- TASK INSTRUCTIONS
Copy out the following lines word for word, all of them, with nothing changed.

- RAW RECORDS
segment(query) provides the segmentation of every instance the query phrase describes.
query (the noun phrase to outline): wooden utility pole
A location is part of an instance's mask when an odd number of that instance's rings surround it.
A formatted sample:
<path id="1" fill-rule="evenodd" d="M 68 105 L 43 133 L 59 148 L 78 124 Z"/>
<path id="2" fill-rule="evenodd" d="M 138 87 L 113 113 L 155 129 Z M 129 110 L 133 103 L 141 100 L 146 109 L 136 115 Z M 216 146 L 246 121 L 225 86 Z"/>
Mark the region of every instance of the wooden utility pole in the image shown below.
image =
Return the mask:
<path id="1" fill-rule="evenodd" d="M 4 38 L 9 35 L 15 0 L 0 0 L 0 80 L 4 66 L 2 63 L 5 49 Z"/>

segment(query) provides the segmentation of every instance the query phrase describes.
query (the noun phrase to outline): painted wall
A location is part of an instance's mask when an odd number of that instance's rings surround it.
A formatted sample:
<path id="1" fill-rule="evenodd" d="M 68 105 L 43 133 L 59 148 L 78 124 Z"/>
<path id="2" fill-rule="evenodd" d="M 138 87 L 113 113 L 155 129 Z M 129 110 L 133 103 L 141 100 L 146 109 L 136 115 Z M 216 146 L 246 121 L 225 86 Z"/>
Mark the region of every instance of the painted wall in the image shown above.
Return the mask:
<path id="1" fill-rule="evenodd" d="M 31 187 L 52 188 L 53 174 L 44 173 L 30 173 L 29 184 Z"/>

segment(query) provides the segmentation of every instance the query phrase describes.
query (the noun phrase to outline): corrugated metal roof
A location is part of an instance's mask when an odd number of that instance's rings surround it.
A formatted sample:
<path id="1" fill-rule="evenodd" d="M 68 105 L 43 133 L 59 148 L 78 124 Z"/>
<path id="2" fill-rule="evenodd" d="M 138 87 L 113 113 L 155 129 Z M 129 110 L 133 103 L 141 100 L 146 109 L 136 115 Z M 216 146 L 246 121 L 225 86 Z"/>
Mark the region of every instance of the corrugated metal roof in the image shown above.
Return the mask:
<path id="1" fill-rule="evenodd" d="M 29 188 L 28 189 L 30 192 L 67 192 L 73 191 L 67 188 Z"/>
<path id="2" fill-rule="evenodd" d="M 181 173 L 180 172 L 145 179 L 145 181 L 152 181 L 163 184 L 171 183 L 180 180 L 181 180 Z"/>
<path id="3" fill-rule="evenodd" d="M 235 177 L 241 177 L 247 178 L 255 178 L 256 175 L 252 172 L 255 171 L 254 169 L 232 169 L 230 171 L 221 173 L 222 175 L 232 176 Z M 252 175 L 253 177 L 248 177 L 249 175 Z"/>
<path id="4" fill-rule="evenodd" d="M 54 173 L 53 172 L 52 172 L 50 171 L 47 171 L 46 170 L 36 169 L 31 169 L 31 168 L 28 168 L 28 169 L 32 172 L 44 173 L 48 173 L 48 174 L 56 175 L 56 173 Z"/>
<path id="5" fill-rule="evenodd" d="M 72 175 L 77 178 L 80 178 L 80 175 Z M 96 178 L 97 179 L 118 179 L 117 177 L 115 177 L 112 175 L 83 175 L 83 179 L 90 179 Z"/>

- WRITTEN REPLY
segment(query) provides the segmentation of every instance the query phrase describes.
query (the noun phrase to outline): wooden utility pole
A location is part of an instance's mask when an odd number of that instance's rings surround it.
A formatted sample:
<path id="1" fill-rule="evenodd" d="M 68 105 L 43 133 L 59 148 L 78 124 Z"/>
<path id="2" fill-rule="evenodd" d="M 138 87 L 113 113 L 155 129 Z M 129 110 L 133 103 L 141 100 L 146 109 L 136 115 Z M 216 146 L 246 121 L 225 86 Z"/>
Mark the region of every instance of the wooden utility pole in the image shown below.
image =
Return the mask:
<path id="1" fill-rule="evenodd" d="M 4 38 L 9 35 L 15 0 L 0 0 L 0 80 L 4 66 L 2 63 L 5 49 Z"/>

segment(query) provides the segmentation of every instance the query phrase describes.
query (the noun phrase to outline): painted wall
A location is part of an instance's mask when an odd number of that instance's rings surround it.
A formatted sample:
<path id="1" fill-rule="evenodd" d="M 68 105 L 43 133 L 59 148 L 78 124 Z"/>
<path id="2" fill-rule="evenodd" d="M 138 87 L 113 113 L 155 129 Z M 129 110 L 133 103 L 141 100 L 146 109 L 136 115 Z M 216 146 L 246 121 L 225 86 Z"/>
Mark the region of every instance of the painted wall in the image shown above.
Return the mask:
<path id="1" fill-rule="evenodd" d="M 31 187 L 52 188 L 53 174 L 44 173 L 30 173 L 29 184 Z"/>

segment(query) provides the segmentation of every instance the query phrase describes.
query (the noun phrase to outline): corrugated metal roof
A location is part of an instance's mask when an odd number of that instance's rings surround it.
A formatted sample:
<path id="1" fill-rule="evenodd" d="M 68 105 L 43 133 L 59 148 L 78 124 Z"/>
<path id="2" fill-rule="evenodd" d="M 138 87 L 113 113 L 155 129 Z M 129 110 L 133 103 L 141 100 L 146 109 L 136 115 Z M 216 146 L 246 121 L 225 86 Z"/>
Mark the region of every instance of the corrugated metal roof in the image shown above.
Return the mask:
<path id="1" fill-rule="evenodd" d="M 29 188 L 28 189 L 30 192 L 67 192 L 73 191 L 67 188 Z"/>
<path id="2" fill-rule="evenodd" d="M 181 173 L 180 172 L 145 179 L 145 181 L 152 181 L 163 184 L 171 183 L 180 180 L 181 180 Z"/>
<path id="3" fill-rule="evenodd" d="M 235 177 L 241 177 L 247 178 L 255 178 L 256 175 L 252 172 L 255 171 L 254 169 L 232 169 L 230 171 L 221 173 L 222 175 L 232 176 Z M 252 175 L 253 177 L 248 177 L 249 175 Z"/>
<path id="4" fill-rule="evenodd" d="M 54 173 L 53 172 L 52 172 L 50 171 L 47 171 L 46 170 L 36 169 L 31 169 L 31 168 L 28 168 L 28 169 L 32 172 L 44 173 L 48 173 L 48 174 L 56 175 L 56 173 Z"/>
<path id="5" fill-rule="evenodd" d="M 72 175 L 77 178 L 80 178 L 80 175 Z M 96 178 L 97 179 L 118 179 L 117 177 L 115 177 L 112 175 L 83 175 L 83 179 L 90 179 Z"/>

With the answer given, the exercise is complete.